Task requirements -
Please continue the personal blog entries about letting go of 2006, picking up right after their last sentence.

Passage shown -
++++++++++

So yeah, you're now friends with an office occupant so you better watch out...I'm pretty sure that means I am better than all you cubicle-dwellers. Sorry but it's true.
Thursday, January 04, 2007
the shot-ski in action
"yar! we're the loudest boys that ever walked the earth and will keep you awake for hours and make you sleep in cars! party on!"
once a cheerleader, always a cheerleader. go generals!
Tuesday, January 02, 2007
i must say, i am really, really sad to see 2006 go. i don't know why but as the end of the year came to a screaming halt sunday night i wanted to fight with all my might to keep it going and not start the new year. i have no desire for a clean slate or a fresh start or resolutions or new beginnings. blech. i like the way my 2006 was going, thank you very much. i don't know what my problem is but the idea of starting yet another year has made me really tired this time around. what i really want is for time to stop going by so quickly. i remember the first time i wanted to dig my heels in to slow things down (think fred flintstone bringing his car to a halt) was on my 21st birthday. is that sad? i remember thinking "okay, no reason to get any older...i have reached all the age milestones i want to reach". i don't feel the same way anymore. i don't mind the getting older part, it's more the responsibilities that come with getting older. i'm not sure how this post morphed into a complaint about aging so i'll stop now. just know that no, i will not be making any resolutions. are you kidding? i can't even stick to the week-long teeth whitening strip regimen. however, and note the following are not resolutions, i will continue to count my blessings, try to find joy in the little things (like ice cream and my spankin' new running cd and the excitement i feel when i discover a little gasoline dripped on my finger when i re-fueled), talk about painting my kitchen, read, read, read, love my husband as best i can, love my family as best i can and love my friends as best as i can. i will continue to consider any given day a success if 1) i accomplished something that day, and 2) i found enjoyment in something that day.

++++++++++

Data records -

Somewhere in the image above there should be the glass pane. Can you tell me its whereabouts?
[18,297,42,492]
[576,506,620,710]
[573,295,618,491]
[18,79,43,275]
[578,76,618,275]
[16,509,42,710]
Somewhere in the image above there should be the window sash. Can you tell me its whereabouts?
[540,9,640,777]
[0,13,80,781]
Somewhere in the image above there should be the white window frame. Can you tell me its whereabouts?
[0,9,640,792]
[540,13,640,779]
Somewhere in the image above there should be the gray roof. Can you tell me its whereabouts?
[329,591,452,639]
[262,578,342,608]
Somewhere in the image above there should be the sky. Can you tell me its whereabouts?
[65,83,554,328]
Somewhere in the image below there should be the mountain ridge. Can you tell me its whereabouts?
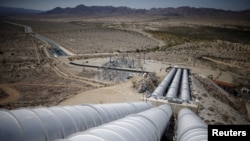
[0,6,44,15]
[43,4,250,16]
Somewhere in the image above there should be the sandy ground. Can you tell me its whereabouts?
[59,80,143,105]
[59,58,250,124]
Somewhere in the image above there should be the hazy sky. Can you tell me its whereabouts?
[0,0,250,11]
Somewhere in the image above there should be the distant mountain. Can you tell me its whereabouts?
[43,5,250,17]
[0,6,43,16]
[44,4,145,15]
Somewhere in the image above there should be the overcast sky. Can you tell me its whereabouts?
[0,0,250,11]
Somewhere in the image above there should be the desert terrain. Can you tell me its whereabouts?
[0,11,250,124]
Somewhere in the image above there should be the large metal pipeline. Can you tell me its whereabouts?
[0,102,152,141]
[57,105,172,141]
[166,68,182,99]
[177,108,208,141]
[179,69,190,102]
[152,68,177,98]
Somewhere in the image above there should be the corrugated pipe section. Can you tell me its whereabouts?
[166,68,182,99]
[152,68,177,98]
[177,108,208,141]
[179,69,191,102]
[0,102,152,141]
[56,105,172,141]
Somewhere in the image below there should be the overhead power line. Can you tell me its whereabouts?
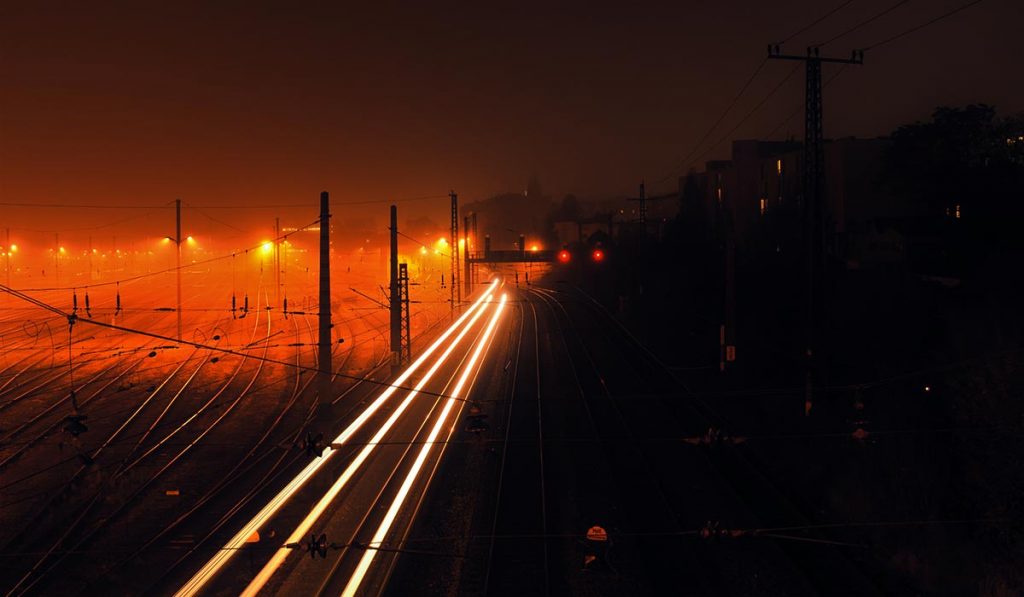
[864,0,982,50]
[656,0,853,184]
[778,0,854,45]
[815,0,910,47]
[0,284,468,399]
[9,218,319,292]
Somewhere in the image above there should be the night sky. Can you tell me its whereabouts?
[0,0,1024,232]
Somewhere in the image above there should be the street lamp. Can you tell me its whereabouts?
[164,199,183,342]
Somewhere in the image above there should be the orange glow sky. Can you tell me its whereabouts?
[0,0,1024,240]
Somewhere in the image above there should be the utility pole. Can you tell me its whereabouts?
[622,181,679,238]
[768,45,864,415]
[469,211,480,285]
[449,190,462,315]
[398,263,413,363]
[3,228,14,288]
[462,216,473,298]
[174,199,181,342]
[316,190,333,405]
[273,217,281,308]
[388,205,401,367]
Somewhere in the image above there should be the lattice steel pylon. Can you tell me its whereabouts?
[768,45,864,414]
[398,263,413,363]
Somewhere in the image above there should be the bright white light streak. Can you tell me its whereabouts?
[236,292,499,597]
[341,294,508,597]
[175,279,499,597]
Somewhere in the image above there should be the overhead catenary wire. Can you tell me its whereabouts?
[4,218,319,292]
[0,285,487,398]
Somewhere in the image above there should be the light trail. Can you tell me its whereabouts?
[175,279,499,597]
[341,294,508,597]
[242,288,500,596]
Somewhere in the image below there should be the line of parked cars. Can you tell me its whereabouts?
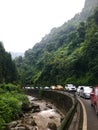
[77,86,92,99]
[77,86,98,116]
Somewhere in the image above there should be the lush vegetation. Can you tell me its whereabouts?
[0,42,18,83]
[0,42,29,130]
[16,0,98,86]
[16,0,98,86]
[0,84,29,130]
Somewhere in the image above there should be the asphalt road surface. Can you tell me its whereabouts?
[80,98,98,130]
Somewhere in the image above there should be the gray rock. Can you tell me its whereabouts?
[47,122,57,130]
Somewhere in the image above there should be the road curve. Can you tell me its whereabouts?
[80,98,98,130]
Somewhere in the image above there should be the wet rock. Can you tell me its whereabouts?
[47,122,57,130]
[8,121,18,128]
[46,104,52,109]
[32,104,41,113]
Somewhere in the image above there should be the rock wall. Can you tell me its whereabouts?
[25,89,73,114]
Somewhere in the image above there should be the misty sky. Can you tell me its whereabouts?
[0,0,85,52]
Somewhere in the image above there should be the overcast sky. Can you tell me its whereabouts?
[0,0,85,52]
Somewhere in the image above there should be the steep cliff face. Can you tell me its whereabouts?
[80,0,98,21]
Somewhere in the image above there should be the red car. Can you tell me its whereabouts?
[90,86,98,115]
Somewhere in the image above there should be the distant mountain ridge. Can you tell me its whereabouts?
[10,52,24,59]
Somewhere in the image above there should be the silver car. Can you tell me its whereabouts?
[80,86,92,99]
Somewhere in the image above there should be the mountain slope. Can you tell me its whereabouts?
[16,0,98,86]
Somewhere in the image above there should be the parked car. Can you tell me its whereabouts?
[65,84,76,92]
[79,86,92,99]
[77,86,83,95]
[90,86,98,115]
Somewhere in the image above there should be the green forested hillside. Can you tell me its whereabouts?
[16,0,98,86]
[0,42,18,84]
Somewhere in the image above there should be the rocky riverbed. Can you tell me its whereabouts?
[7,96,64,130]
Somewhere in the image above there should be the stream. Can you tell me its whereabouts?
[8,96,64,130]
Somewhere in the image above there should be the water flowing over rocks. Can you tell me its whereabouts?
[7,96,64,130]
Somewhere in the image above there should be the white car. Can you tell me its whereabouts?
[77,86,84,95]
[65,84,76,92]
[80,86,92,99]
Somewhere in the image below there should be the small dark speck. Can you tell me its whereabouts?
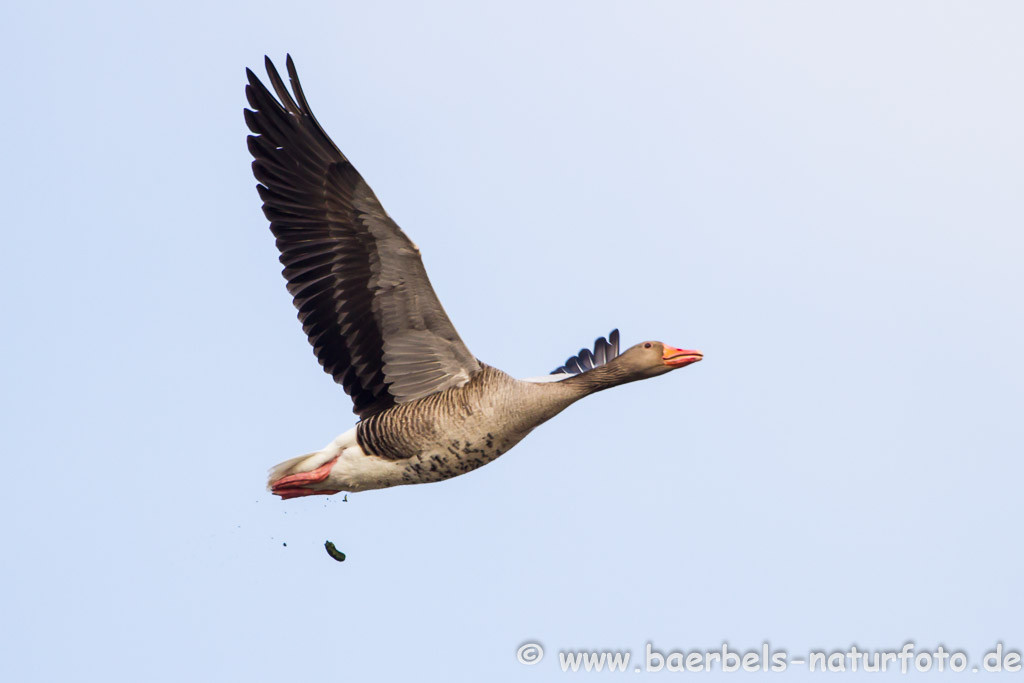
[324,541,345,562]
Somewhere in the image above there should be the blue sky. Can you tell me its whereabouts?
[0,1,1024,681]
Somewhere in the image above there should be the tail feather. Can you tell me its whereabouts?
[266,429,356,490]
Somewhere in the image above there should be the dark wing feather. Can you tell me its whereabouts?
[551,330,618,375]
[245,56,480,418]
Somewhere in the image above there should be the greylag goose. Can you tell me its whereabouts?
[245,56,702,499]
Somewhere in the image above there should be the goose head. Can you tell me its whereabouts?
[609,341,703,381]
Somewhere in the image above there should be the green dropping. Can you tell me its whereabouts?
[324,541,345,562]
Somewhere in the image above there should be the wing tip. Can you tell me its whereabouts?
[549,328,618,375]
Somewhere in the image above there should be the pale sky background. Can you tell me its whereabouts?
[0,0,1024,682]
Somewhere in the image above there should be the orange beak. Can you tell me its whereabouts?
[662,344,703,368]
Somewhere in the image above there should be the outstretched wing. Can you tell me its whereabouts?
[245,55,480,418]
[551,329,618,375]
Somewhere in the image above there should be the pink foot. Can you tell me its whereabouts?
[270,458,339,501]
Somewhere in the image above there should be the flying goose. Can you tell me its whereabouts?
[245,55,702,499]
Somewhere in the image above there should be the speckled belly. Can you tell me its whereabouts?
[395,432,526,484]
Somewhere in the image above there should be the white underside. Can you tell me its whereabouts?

++++++++++

Task output -
now, on to the good stuff. the annual new year's festivities continued this year in a brand new, undiscovered hot spot of the south called pigeon forge, tennessee. ever heard of it? okay, not so undiscovered as we were joined by about 37 million of our closest redneck buddies, but we sure did have a grand 'ole time at a beautiful cabin we rented nearby. chock full of beds, wood, blankets, wood, pool table, wood, hot tub, wood, air hockey, big screen tv, playstations and wood, it was a twenty-something's paradise. the shot-ski made an appearance on several occasions but unfortunately returned home severely injured and will need to be repaired before next year. after too many vodka tonics on night #1 of 4, i decided to first play knuckle air hockey and then later elbow air hockey, both leaving me bleeding, scabbed and bruised for the remainder of the trip. and, of course, it wouldn't be new year's if we didn't have a picture of someones balls. i am proud to say that for the last two years i have made it through the drink-fest without throwing up which is a big accomplishment for me after the pink-meat disaster of New Years '04 in atlanta and then puking in the grass out back and having the neighbors suggest someone take me to the hospital at New Years '05 in st.simon's. ah, the memories. i promise to post some pics from the trip soon but as i refused to take any pictures this year after being physically attacked for my picture-taking at a certain group event this year (i just can't work like that!), i have to rely on my friends to send the pics before i can post them. i ended up taking one pic from the car on the way to the cabin as we sat in bumper-to-bumper traffic in smoky mountain national park. enjoy and may you all have a prosperous new year.